■ Set problem A
Using the testimony on S.591, determine whether each statement agrees with the text, and answer yes or no with the deciding words quoted exactly. (i) S.591 would raise the legal age of marriage in South Carolina to 18. (ii) Most child marriages occur at the ages of 14 or 15. (iii) The speaker's research on child marriage has included Kenya.
■ Set problem B
Continue the testimony on S.591 from where the text ends.

■ Text section
● ● ● ●
Advocate Stories, Freedom from Violence, Policy Updates
WREN Testimony in Support of S.591
by WREN Staff on Apr 28, 2021
Presented by Ann Warner on April 28, 2021 to the Senate Judiciary Subcommittee
Thank you, Chairwoman Senn, and Subcommittee members, for giving me an opportunity to speak today on S. 591. My name is Ann Warner, and I am the CEO of the Women’s Rights and Empowerment Network (WREN). WREN’s mission is to build a movement to advance the health, economic well-being, and rights of women, girls, and their families in South Carolina.
I offer this testimony based on my role and experience with WREN here in South Carolina, and also on a decade of experience researching child marriage – its causes, consequences, and solutions – in countries all over the world, from India to Kenya to Liberia.
I am here to speak in support of S.591, which would raise the legal age of marriage in South Carolina to 18. In the last decade, more than 1,100 children in South Carolina have been married – 88% of these married children were girls, who were married to older men.1 There are significant power differentials in a legal marital contract between a minor girl and an adult male, which often often lead to coercion, exploitation, and even violence.
The majority of child marriages occur at the ages of 16 or 17. Statistically, 16 or 17 year old girls are among the most vulnerable people in our society to intimate partner violence. An early marriage can isolate a girl and subject her to that risk of violence round-the-clock. These risks are especially high in South Carolina, which has chronically high levels of intimate partner violence.
● ● ● ●
■ Supplied material
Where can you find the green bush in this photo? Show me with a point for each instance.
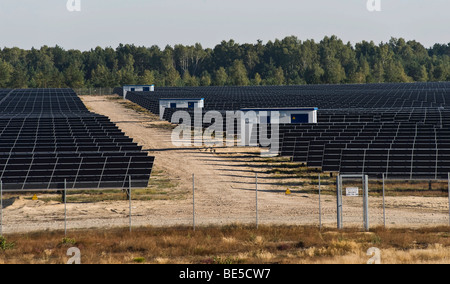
● ● ● ●
■ Task response A
(i) Yes: "which would raise the legal age of marriage in South Carolina to 18"
(ii) No: "The majority of child marriages occur at the ages of 16 or 17."
(iii) Yes: "in countries all over the world, from India to Kenya to Liberia"

■ Task response B
However, South Carolina’s criminal sexual conduct statute treats sexual conduct within marriage differently, stating that:
“a person cannot be guilty of criminal sexual conduct … if the victim is the legal spouse unless the couple is living apart and the offending spouse’s conduct constitutes criminal sexual conduct in the first degree or second degree.” They are also required to report the crime within 30 days, whereas there is no statue of limitations on reporting if the victim is not married to the perpetrator.2
This creates a situation where married girls are more exposed to potential violence and less able to seek protection from the state.3
In addition to the threat of violence, child marriage is associated with a cascade of lifelong consequences that affect the individuals in the marriage, as well as their families and communities. According to experts at the Tahirih Justice Center4 and the International Center for Research on Women5, women who marry as girls face a range of health, economic, and social impacts, including:
- Higher rates of school drop-out – girls married as children are 50% more likely to drop out of high school and four times less likely to graduate from college.
- High rates of teen pregnancy – girls married as teens have more children, earlier, and more closely spaced – making pregnancy more dangerous for the moms and babies.
- High divorce rates (up to 80%)
- Increased risk of poverty – up to 31% greater likelihood – and teen mothers who marry and later divorce can face more than double the likelihood of future poverty.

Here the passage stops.